**What to do**
A – Answer these from the chapter page:
(i) What page range does the chapter cover?
(ii) Which isotope ratio is measured by mass spectrometry?
(iii) What kind of animals do non-invasive methods try to avoid using?
B – Quote everything in the chapter page from "Applications of Modern" down to "Mailing and Handling)".

**Document segment**

-- Opening Marker --

Applications of Modern Mass Spectrometry

Volume: 1

Applications of Mass Spectrometry for the Determination of Microbial Crude Protein Synthesis in Ruminants

Author(s): Lizbeth E. Robles-Jimenez, Ivan Mendez Martinez, Joaquim Balcells and Manuel Gonzalez-Ronquillo

Pp: 1-23 (23)

DOI: 10.2174/9789811433825120010003

* (Excluding Mailing and Handling)


The importance of quantifying ruminal microbial crude protein synthesis has promoted the development and comparison of several different methods for precise determination of both the amount and rate of synthesis. One major challenge is in estimating and differentiating protein in the rumen between microbial, dietary, and endogenous fractions, and to correctly isolate the solid and liquid microbial fraction of the rumen contents. This is further complicated by the goal of using non-invasive methods as much as is feasible, such as avoiding the use of fistulated animals; the selection of an appropriate microbial marker, specifically one that behaves similarly in the solid-associated and liquid-associated microbial fractions. It is also vital to be able to accurately estimate the contribution of microbial protein to overall nitrogen used by the animal, which can be accomplished by the use of 15N labeled, as assimilated by ruminal bacteria, and by the quantification of labeled nitrogen via mass spectrometry (15N/14N). This review focuses on challenges regarding accurate quantification of microbial crude protein synthesis in the rumen, as well as providing the methodology for quantification using the 15N marker. This review is based on the collection of scientific papers from the main research groups in feed and animal nutrition in ruminants.

Keywords: Endogenous excretion, 15N, Microbial protein, Purine derivatives, Ruminants.

-- Closing Marker --

**Source material**
-- Opening Marker --

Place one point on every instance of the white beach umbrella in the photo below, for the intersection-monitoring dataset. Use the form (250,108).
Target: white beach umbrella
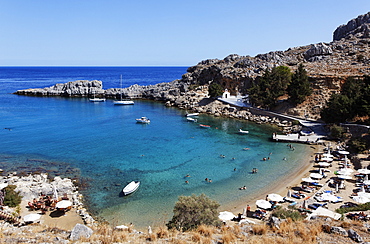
(327,155)
(31,217)
(275,197)
(364,194)
(55,193)
(3,185)
(263,204)
(345,177)
(316,176)
(309,180)
(361,199)
(364,171)
(366,182)
(329,197)
(63,204)
(326,159)
(345,171)
(226,215)
(323,164)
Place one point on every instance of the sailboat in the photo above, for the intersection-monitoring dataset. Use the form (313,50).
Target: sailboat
(122,101)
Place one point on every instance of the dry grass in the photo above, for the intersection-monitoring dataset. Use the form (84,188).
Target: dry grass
(205,230)
(162,232)
(289,232)
(259,229)
(228,237)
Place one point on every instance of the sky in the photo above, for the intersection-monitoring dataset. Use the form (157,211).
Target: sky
(160,32)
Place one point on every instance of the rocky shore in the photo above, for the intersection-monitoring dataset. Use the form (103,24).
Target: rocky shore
(327,64)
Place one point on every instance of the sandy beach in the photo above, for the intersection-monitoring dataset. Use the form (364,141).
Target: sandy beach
(281,187)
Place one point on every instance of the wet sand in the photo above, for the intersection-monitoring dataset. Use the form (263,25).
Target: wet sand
(281,187)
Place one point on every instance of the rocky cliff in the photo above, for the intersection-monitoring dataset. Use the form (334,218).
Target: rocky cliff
(327,64)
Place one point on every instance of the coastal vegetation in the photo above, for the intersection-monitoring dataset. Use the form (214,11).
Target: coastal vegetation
(215,90)
(192,211)
(280,81)
(12,197)
(351,104)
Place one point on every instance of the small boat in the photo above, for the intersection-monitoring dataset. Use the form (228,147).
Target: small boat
(191,119)
(95,99)
(123,101)
(131,187)
(193,114)
(143,120)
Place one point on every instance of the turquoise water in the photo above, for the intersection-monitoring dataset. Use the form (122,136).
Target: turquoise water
(103,144)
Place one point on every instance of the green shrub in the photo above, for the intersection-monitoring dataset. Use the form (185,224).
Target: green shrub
(12,198)
(358,145)
(360,207)
(336,132)
(215,90)
(193,211)
(282,213)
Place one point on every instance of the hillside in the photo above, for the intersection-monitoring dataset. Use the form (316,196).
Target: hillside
(327,64)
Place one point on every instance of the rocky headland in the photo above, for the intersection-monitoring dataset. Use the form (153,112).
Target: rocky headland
(328,65)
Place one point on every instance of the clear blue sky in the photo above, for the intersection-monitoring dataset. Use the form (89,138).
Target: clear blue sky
(159,32)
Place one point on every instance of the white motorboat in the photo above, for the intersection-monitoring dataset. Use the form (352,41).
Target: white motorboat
(96,99)
(191,119)
(143,120)
(193,114)
(131,187)
(123,101)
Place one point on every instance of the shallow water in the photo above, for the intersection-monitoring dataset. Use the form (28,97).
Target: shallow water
(104,144)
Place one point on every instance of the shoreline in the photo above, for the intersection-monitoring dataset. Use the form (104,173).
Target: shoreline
(281,187)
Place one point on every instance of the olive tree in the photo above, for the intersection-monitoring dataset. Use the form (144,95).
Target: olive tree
(191,211)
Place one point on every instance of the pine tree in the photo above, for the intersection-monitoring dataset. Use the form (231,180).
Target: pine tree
(299,88)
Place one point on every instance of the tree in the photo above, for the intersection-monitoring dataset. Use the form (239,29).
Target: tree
(215,90)
(11,198)
(191,211)
(338,109)
(271,85)
(299,88)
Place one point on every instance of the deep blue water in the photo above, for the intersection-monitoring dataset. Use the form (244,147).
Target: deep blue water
(103,144)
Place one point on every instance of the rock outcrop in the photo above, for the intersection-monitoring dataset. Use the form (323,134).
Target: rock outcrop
(71,89)
(327,64)
(359,27)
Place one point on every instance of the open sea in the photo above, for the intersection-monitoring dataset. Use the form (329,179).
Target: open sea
(103,146)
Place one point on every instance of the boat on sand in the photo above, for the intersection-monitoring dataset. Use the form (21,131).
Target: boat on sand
(243,131)
(131,187)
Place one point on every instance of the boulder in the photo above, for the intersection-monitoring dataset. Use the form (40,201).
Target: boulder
(80,231)
(338,230)
(354,236)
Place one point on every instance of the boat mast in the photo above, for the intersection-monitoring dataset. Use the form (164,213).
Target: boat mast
(121,87)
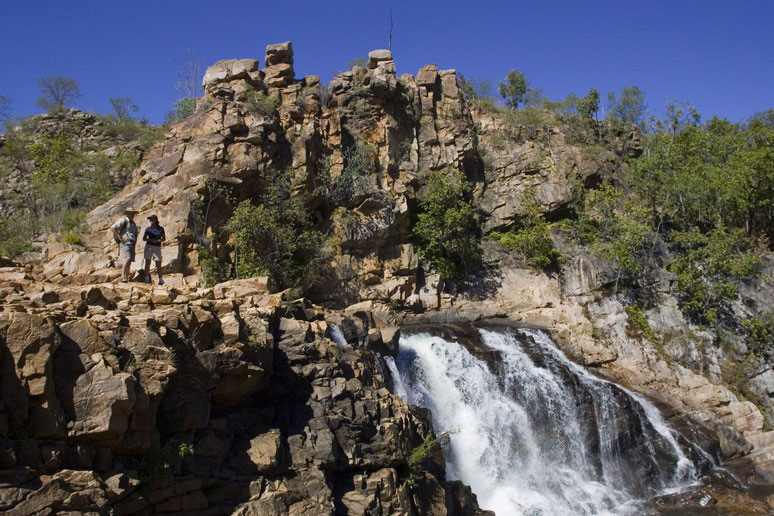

-- Closing Marker --

**Responses by item number**
A –
(i) Pages 1-23 (23 pages)
(ii) 15N/14N
(iii) Fistulated animals

B –
Applications of Modern Mass Spectrometry

Volume: 1

Applications of Mass Spectrometry for the Determination of Microbial Crude Protein Synthesis in Ruminants

Author(s): Lizbeth E. Robles-Jimenez, Ivan Mendez Martinez, Joaquim Balcells and Manuel Gonzalez-Ronquillo

Pp: 1-23 (23)

DOI: 10.2174/9789811433825120010003

* (Excluding Mailing and Handling)